(Stated problem):
Answer these questions using the text on the Czech sitcom Cosmic, one line each:
1. Who directed the series?
2. How many episodes does it have?
3. At what event were the first three episodes shown on 25 and 30 July 2016?

(Text to read):

#####

- Directed by: Jan Bártek
- Starring: David Novotný Jakub Žáček Petr Vančura Eva Josefíková
- Country of origin: Czech Republic
- Original language: Czech
- No. of seasons: 1
- No. of episodes: 5

Production
- Running time: 21-25 minutes

Original release
- Network: Czech Television
- Release: 2016 – 2016

= Cosmic (TV series) =

Cosmic (Kosmo) is a Czech Science fiction sitcom. It is about Czech flight to the Moon which was to be funded by money from the European Union. The money was tunnelled but the flight must still happen due to impending fine.

It was broadcast in fall of 2016 on Czech Television. First three episodes were already shown on 25 and 30 July 2016 at the Summer Film School and during September at Bio Oko in Prague and the Scala cinema in Brno. It was also presented as part of the International Film Festival in Karlovy Vary.

#####

(Extracted entries):
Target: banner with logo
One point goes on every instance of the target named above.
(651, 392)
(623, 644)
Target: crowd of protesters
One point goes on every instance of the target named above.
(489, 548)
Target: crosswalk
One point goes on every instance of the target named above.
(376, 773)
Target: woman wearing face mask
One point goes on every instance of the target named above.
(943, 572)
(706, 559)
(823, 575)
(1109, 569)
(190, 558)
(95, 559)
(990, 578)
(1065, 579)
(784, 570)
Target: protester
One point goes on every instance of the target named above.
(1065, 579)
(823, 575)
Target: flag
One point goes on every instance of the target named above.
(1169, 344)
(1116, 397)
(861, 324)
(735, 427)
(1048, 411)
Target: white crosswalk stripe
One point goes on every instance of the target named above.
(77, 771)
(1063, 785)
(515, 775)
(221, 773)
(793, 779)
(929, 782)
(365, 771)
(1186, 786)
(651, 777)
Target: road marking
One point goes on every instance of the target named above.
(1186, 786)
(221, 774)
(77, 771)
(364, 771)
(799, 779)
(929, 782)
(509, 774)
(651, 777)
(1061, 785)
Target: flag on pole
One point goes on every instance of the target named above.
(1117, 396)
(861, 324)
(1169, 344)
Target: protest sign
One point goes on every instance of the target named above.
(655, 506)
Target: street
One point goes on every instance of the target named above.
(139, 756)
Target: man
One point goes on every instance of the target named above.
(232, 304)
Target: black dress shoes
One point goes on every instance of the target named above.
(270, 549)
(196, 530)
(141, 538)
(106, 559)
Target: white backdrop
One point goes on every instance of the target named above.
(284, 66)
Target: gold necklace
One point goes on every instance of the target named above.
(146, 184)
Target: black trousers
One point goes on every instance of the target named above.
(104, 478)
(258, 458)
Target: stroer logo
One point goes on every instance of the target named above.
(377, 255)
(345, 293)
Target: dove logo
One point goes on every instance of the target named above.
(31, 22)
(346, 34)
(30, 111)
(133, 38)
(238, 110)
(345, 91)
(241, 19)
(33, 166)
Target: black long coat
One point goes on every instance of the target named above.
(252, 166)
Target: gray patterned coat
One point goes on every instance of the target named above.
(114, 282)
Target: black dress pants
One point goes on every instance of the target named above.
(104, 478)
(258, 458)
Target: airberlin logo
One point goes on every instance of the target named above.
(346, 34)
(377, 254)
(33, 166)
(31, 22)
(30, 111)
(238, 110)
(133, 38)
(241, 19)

#####

(Correct output):
1. Jan Bártek
2. 5
3. The Summer Film School